Text block →
Saturday, February 19, 2011

Meet Up?

Seems like a lot of folks want to meet up and discuss the reading. Someone should organize a time and place that works for most.

Saturday, February 12, 2011

not very organized

As I've been reading this book, I've found myself vacillating wildly between feelings of distress, epiphany, horror, understanding....I too found it really difficult to read her account of being raped. I thought it immensely important and powerful for Despentes to discuss rape fantasy, particularly in relation to the reality of being raped. I think that Despentes does a wonderful job of complicating arguments, not allowing solid footing or a moral highground. Juxtaposing her enjoyment of dressing up as "a creature of vice" (pg 59) with her idea that "these kids in g-strings seem to be proclaiming, 'look at what a hot girl i am, in spite of my independance, my culture, my intelligence, all i care about is pleasing you. i can do whatever i want but i choose to alienate myself through these efficient seduction strategies.'" (pg 19), Despentes places herself within this world, not allowing herself the safety of speaking outside of this world. At times, her constant reworking of perspective can make it difficult to get a firm read on where she's going, particularly in regards to rape-- I read the chapter "she's so depraved you can't rape her" as dealing more with a conundrum that a solution. She advocates violence against rape, speaks to her own feelings of helplessness during rape, feelings of shame, the ways that rape so insidiously permeates our lives (collectively and individually). When she writes on page 50 that "I always imagine that one day I will be done with it. Will have gotten over the event, emptied it, exhausted it. Impossible. It is a founding event. Of who I am as a writer, and as a woman who is no longer quite a woman. It is both that which disfigures me, and that which makes me," She seems to me to be saying that her experience isn't the answer-- she will continue to struggle with her experience, and that struggle is a part of her. She isn't attempting to provide a solution to a problem, but demanding that we interrogate our responses to ourselves and everything around us.


On pages 53-54, Virginie Despentes writes "Over the last ten years I have often found myself in stylish living rooms in the company of ladies who have always had their bills paid for them by the marriage contract, often divorced women living off substantial alimony aggreements, and these same ladies explain to me, without the shadow of a doubt, that prostitution is in itself a bad thing for women". I think this speaks to the ways that Despentes sets up an intersection of gender and class-- in order to lay claim to the power and comfort of higher class standing, women must also perpetuate patriarchal hate and judgement. I agree with Tobi that Despentes does not seem to be speaking from a perspective that addresses the intersection of race/ class/ sexual identity, but within her analysis I believe that she begins to break down the universal, rigidly defined gendered binaries that she initially imposes, particularly when writing about her experiences with prostitution. On page 61, she writes "...in my small experience, the clients were heavy with humanity, fragility, distress." and on page 68, " The experience of seeing men in a childlike, fragile, vulnerable light made them seem nicer, less intimidating, more endearing And in fact accessable ...More than I would have thought, it lessened my aggressiveness toward men, which I consider a good thing."

Provided material →
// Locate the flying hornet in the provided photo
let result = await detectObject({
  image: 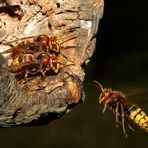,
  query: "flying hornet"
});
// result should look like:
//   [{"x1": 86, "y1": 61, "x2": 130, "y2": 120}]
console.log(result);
[{"x1": 94, "y1": 81, "x2": 148, "y2": 137}]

To-do list →
1 - Please say whether each statement agrees with the blog post, answering yes or no and quoting the deciding words of the blog post: (a) The writer read the chapter "she's so depraved you can't rape her" as offering a solution. (b) Despentes describes the clients on page 61 as heavy with humanity. (c) The writer disagrees with Tobi about Despentes' perspective on race, class and sexual identity.
2 - Pull out each line of the records containing the string "hornet", copying those lines unchanged.
The blog post and the records are unrelated material.

Solution set →
1 -
(a) No: "I read the chapter "she's so depraved you can't rape her" as dealing more with a conundrum that a solution."
(b) Yes: "the clients were heavy with humanity, fragility, distress."
(c) No: "I agree with Tobi that Despentes does not seem to be speaking from a perspective that addresses the intersection of race/ class/ sexual identity"

2 -
// Locate the flying hornet in the provided photo
  query: "flying hornet"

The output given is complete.